• _EXERCISES TO COMPLETE_:
**1.** According to the patent text about solar-thermal power stations, what is the maximum permissible temperature of the thermal oil used as the heat carrier medium?
**2.** From the patent text about solar-thermal power stations, extract the passage from "Solar-thermal power stations represent" up to and including "and indirect vaporization.".

• _QUOTED TEXT_:
◇ ◇ ◇ ◇

Patent Application
20130047611
The invention relates to a solar power station part of a solar-thermal power station having solar collector surfaces for a heat carrier medium and a working medium, and to a solar-thermal power station. The invention furthermore relates to a method for operation of a solar-thermal power station.
Solar-thermal power stations represent an alternative to conventional electricity generation. At the moment, solar-thermal power stations are designed with parabolic groove collectors and indirect vaporization.
In one embodiment of this solar-thermal power station, the heat carrier medium is heated in the parabolic groove collectors. The hot heat carrier medium emits its energy in a downstream heat exchanger (steam generator) to the feed water coming from the condenser. The steam which is produced is fed to a steam turbine.
By way of example, thermal oil is used as the heat carrier medium. The maximum permissible temperature of this thermal oil is about 400° C. Higher temperatures would result in the oil decomposing. When the oil temperature approaches this critical value, either the mirror is rotated away from the focus, or the flow rate of the oil is increased. In consequence, the maximum high-pressure temperature and the hot intermediate superheater temperature of the steam which is produced are not above about 390° C. The pressure of the steam that is produced is 100 to 120 bar.
Maximum water-steam circuit efficiencies of 38% can be achieved with these steam temperatures.
The object of the invention is to considerably increase the comparatively low efficiencies of said apparatus and said method.

◇ ◇ ◇ ◇

• _SUPPLIED MATERIAL_:
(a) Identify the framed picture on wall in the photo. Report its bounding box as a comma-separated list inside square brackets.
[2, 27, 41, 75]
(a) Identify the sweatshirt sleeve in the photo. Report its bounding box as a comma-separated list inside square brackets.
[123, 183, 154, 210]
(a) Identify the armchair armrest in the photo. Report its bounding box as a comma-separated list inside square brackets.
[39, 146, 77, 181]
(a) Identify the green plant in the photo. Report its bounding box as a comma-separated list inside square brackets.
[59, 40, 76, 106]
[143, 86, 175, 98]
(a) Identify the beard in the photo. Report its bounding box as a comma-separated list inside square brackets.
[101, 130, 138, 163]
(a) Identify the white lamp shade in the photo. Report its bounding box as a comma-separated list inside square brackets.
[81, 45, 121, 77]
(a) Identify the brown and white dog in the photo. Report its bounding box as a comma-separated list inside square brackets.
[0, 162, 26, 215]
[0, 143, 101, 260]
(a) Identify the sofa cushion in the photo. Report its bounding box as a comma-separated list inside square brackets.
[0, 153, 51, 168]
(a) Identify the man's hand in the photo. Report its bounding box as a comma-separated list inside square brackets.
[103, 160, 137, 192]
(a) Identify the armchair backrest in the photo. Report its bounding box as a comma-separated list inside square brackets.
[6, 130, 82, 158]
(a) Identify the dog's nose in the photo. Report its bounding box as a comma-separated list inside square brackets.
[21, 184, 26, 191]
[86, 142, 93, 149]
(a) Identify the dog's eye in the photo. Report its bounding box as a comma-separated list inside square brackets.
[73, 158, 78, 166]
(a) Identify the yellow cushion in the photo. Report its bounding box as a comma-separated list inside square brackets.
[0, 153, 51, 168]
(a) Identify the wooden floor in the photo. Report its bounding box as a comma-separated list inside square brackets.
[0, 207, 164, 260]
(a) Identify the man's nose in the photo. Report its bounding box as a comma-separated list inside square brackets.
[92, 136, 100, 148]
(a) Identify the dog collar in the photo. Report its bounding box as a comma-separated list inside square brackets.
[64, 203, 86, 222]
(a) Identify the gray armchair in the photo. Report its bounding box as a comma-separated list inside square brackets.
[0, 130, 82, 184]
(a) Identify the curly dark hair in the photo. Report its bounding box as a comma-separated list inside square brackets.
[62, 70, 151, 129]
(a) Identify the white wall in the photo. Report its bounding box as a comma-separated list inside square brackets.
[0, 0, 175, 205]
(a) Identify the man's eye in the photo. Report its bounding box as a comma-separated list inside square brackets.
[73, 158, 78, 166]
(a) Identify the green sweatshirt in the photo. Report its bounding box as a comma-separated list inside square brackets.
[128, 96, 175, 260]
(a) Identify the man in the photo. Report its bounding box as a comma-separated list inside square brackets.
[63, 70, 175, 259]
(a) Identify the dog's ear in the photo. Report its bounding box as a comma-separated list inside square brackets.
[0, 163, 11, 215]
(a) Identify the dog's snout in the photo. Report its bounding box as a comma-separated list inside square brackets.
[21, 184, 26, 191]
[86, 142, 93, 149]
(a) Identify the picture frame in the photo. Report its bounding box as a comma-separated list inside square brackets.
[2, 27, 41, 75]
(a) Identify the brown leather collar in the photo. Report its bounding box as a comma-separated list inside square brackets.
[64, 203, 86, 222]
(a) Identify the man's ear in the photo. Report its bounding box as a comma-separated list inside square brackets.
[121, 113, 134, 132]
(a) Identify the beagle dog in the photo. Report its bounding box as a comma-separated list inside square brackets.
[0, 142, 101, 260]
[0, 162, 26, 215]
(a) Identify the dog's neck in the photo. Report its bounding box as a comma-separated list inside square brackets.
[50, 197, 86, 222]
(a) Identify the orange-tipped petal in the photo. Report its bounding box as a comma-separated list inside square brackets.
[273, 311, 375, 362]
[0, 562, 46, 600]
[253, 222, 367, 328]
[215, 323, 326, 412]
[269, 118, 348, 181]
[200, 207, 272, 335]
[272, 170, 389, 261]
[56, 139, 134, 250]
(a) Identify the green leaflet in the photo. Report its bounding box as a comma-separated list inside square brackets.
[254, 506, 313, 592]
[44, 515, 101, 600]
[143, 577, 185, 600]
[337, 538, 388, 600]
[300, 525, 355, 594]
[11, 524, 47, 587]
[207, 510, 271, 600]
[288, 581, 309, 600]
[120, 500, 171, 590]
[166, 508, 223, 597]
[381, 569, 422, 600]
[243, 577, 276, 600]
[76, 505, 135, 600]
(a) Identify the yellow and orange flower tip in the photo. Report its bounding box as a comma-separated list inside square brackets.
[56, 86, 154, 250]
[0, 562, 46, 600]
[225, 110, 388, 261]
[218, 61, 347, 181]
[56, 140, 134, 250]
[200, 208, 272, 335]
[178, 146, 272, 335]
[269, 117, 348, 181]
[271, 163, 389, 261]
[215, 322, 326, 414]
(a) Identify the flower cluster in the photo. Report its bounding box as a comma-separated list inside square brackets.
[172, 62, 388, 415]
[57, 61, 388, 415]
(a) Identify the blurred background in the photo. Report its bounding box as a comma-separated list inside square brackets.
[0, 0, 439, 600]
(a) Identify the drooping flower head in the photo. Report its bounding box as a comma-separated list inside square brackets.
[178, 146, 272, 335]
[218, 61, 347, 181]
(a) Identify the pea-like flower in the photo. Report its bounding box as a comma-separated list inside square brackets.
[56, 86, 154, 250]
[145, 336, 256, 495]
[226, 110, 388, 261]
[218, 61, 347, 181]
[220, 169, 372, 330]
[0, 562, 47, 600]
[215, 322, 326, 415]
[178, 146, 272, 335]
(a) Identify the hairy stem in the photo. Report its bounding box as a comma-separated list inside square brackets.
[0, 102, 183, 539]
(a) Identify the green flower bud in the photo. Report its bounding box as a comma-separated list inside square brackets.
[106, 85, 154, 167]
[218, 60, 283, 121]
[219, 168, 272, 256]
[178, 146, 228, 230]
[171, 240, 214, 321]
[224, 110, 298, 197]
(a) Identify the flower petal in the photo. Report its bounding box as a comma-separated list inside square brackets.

◇ ◇ ◇ ◇

• _RESULTS OF THE TASKS_:
**1.** About 400° C.

**2.**
Solar-thermal power stations represent an alternative to conventional electricity generation. At the moment, solar-thermal power stations are designed with parabolic groove collectors and indirect vaporization.